#### [Provided passage]
# Duncan in or out? That is the question..



## Darth Bryant (Feb 1, 2005)

Ok, first off I'm a laker fan. However, the Spurs winning a title this year is very important to me as a laker fan. There are many reasons, mainly that I do not want to see Miami win a title. I know they will make it to the end, but I believe the Spurs have the best shot at taking them down.

The problem is, it wont happen without Tim Duncan. I've heard conflicting reports from all over the place. Some say he will return before the playoffs, some say its so bad he might miss the play offs. It really comes down to what sports news channel I listen to. 

I figure some of you fans, especally those from Texas... Might have better information, or even opinions as to when he will return and if he returns will he be at full strength? If he returns for the first round of the playoffs, Id be afraid he isn't going to be at full strength, which is something we need from him...


Anyone here have any info or opinions.


----------



## SpursFan16 (Mar 29, 2005)

He'll be back, 2nd round of playoffs.


----------



## Darth Bryant (Feb 1, 2005)

SpursFan16 said:


> He'll be back, 2nd round of playoffs.



Is that what you heard? Or what you think? Denver is most likely going to get the the 7th spot... Im not sure I'd want a duncan less spurs taking on Denver right now. They are playing very hot right now..


----------



## arenas809 (Feb 13, 2003)

If they play Denver first round, Duncan won't be back until next season...


----------



## TheRoc5 (Mar 1, 2005)

no no guys read the thread i made below he will be bak before playoffs at best and at worst start of playoffs... o he will b bak


----------



## KokoTheMonkey (Aug 4, 2003)

#### [Given instruction 1]
In the forum thread about Tim Duncan's return, when does SpursFan16 say Duncan will be back?
#### [Given instruction 2]
Pick up the forum thread about Tim Duncan's return at the point where it stops, and keep it going.

#### [Collected material]

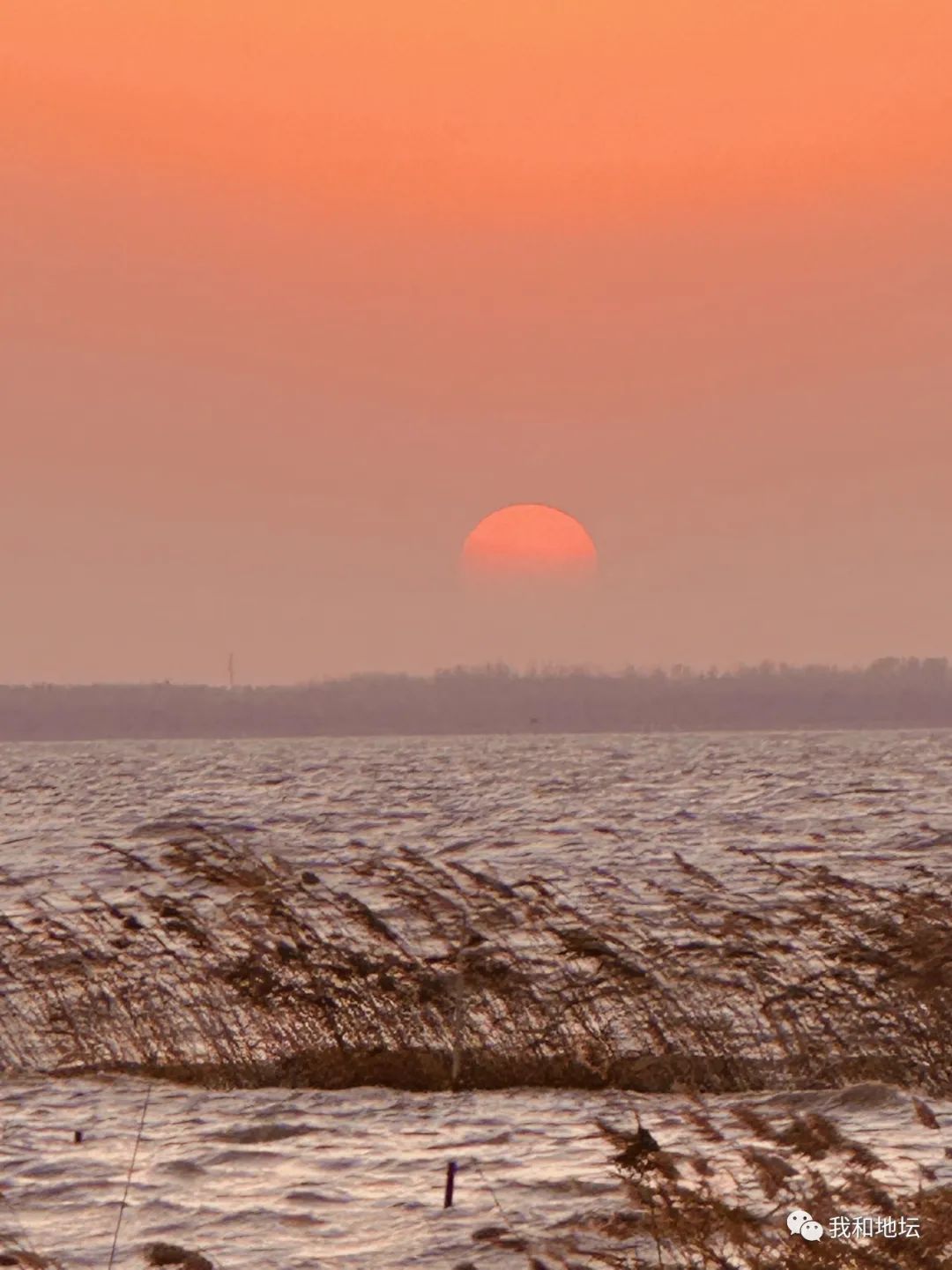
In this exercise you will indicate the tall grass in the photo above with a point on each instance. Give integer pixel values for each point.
(227, 967)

#### [Task answer 1]
In the second round of the playoffs.

#### [Task answer 2]
Unfortunately, Spurs fans don't know either. The most recent article written about Duncan in the Express News, San Antonio's only major newspaper, basically suggested that it's unknown. It mentioned several cases of other NBA players spraining their ankles and their recovery times, one being your boy Kobe Bryant. Others were Marquis Daniels, Tony Parker at the beginning of last season, and it talks about how Duncan is usually a fast healer. So, to sum it all up, only time will tell. That's not the answer you're looking for, but as a Spurs fan that's all I got. Duncan has historically been a quick healer, but it seems that these Grade 2 sprains take at least a couple of weeks, some even longer. In another article from the Express News, it mentions that the Spurs plan on having Duncan back the very last week of the season. Call it a bluff just to keep Spurs fans from panicking, but I can say it's a whole helluva lot more reliable than guys from Memphis newspapers and guys from ESPN saying he's done for the season. If it's true that the Spurs are keeping the seriousness of the injury even more secretly than what's percieved, they are sons of *****es. There's no reason to withold information like that.


----------



## TataFry (Feb 13, 2005)

I hope he's back... but when they were saying on TV that he'll back soon... I doubted it because HOW bad it looked.... when I saw it.

When I first saw I had to turn off the TV after I saw the replays. It made me feel sick... and I thought his season is done because he had seperated his ankle.... my first reaction was 'Ankles don't do that, that just can't happen and a player doesn't come back from that.'

I love TD as player... and I hope he gets better for you guys, because a season shouldn't be ruined because of a freak accident, like that.


----------



## TheRoc5 (Mar 1, 2005)

tim leglar frm espn says excpect him to be back right before the playoffs start


----------



## texan (Jul 10, 2003)

If I had to guess, I'd say TD would be back in time for the first round of the playoffs, but in all actuality, no one outside of Tim Duncan knows. He has generally been a fast healer, and all signs out of the Spurs camp are positive. The MySA report said he would be back for the last 5 games of the season, but I highly doubt that. As long as he is back to play vs Denver, we should be in good shape.


----------



## FreeMason Jr. (Jul 12, 2004)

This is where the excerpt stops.